**Instructions for the task:** Retype every line of the material below, keeping each word, punctuation mark, and line break unchanged.

**Given information:**
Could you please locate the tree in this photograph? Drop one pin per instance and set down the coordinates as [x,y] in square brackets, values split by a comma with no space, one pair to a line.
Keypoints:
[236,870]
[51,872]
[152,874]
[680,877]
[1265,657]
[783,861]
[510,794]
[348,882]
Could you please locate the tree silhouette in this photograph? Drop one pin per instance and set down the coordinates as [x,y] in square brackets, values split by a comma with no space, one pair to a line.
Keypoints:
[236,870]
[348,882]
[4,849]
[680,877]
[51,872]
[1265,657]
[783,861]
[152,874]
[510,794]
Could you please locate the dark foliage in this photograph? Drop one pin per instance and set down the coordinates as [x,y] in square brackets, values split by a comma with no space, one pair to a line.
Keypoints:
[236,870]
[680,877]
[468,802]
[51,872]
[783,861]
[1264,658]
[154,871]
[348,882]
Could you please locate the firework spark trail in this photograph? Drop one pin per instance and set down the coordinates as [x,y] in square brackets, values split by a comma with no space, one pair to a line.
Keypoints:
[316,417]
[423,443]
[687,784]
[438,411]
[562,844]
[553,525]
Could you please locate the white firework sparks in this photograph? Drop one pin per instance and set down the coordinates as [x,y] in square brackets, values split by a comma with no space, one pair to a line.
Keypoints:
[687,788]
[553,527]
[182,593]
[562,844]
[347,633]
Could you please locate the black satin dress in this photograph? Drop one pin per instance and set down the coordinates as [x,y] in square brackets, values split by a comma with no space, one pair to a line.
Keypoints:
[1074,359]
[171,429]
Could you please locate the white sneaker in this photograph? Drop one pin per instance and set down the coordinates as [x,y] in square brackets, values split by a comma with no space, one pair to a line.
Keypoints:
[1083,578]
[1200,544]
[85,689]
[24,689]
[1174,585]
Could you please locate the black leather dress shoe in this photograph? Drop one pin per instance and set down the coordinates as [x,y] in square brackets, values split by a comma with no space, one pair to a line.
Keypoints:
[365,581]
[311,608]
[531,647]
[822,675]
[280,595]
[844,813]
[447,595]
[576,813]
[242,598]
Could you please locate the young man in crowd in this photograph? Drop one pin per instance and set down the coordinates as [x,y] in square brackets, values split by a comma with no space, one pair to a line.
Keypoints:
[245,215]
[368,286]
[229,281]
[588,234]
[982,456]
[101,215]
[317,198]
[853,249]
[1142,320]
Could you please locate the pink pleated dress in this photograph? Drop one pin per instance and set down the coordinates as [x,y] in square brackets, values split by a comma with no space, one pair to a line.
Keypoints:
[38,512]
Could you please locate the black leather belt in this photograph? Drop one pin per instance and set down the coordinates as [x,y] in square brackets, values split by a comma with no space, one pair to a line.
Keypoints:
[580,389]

**Task result:**
Could you please locate the tree in this photograph? Drop one pin per instance and set down the coordinates as [x,y] in square brackets, values split by a comma with no space, one pair to a line.
Keypoints:
[236,870]
[51,872]
[152,874]
[680,877]
[1265,657]
[783,861]
[510,794]
[348,882]
Could you please locate the tree silhouette in this photograph? Drop one pin per instance and set down the coordinates as [x,y] in square brackets, values split by a comma with no space, one pair to a line.
Keypoints:
[236,870]
[348,882]
[4,849]
[680,877]
[51,872]
[1265,657]
[783,861]
[152,874]
[510,794]
Could you please locate the dark foliage in this photograph? Drop one pin per instance and set down the coordinates as [x,y] in square brackets, values split by a comma with no space, one pair to a line.
Keypoints:
[236,870]
[680,877]
[468,802]
[51,872]
[783,861]
[1264,658]
[154,871]
[348,882]
Could you please locate the firework spark trail in this photograph? Drop one pin per instance and set down the coordinates as [x,y] in square brackets, values split by a comma with no space, one pair to a line.
Keypoints:
[316,417]
[423,443]
[687,784]
[438,411]
[562,844]
[553,525]
Could you please locate the white firework sparks in this photograph? Drop one pin per instance and set down the coordinates as [x,y] in square brackets, values split by a comma with no space, one pair to a line.
Keypoints:
[687,788]
[553,527]
[182,593]
[562,844]
[347,633]
Could you please locate the black satin dress in this photograph? Drop one pin per instance and set down the coordinates as [x,y] in square brackets, values split by a comma with no space, one pair to a line.
Keypoints:
[1074,359]
[171,429]
Could you please locate the white sneaker in this photograph? Drop one pin per instance and set down the coordinates as [x,y] in square brackets, values split by a comma with no space, one pair to a line.
Keypoints:
[1083,578]
[1200,544]
[85,689]
[24,689]
[1174,585]
Could you please locate the black leather dress shoe in this photograph? Drop one pin per instance and set down the coordinates as [x,y] in square brackets, values split by a comma with no space, one pair to a line.
Keypoints:
[365,581]
[311,608]
[531,647]
[822,675]
[280,595]
[844,813]
[447,595]
[576,813]
[242,598]
Could you please locate the young man in crowd in this photograph? Drop one pin per instance and set down the coordinates as [x,y] in square brackets, values split by a comma with no space, one pair to a line.
Keypoints:
[245,215]
[368,286]
[229,281]
[588,234]
[982,456]
[101,215]
[317,198]
[853,249]
[1142,320]
Could you please locate the pink pleated dress in this photograph? Drop one pin per instance and set down the coordinates as [x,y] in square brackets, values split by a comma with no space, one pair to a line.
Keypoints:
[38,512]
Could you please locate the black leather belt in this photograph? Drop one pin per instance and set down the coordinates as [x,y] in square brackets, values split by a comma with no space, one pair to a line.
Keypoints:
[580,389]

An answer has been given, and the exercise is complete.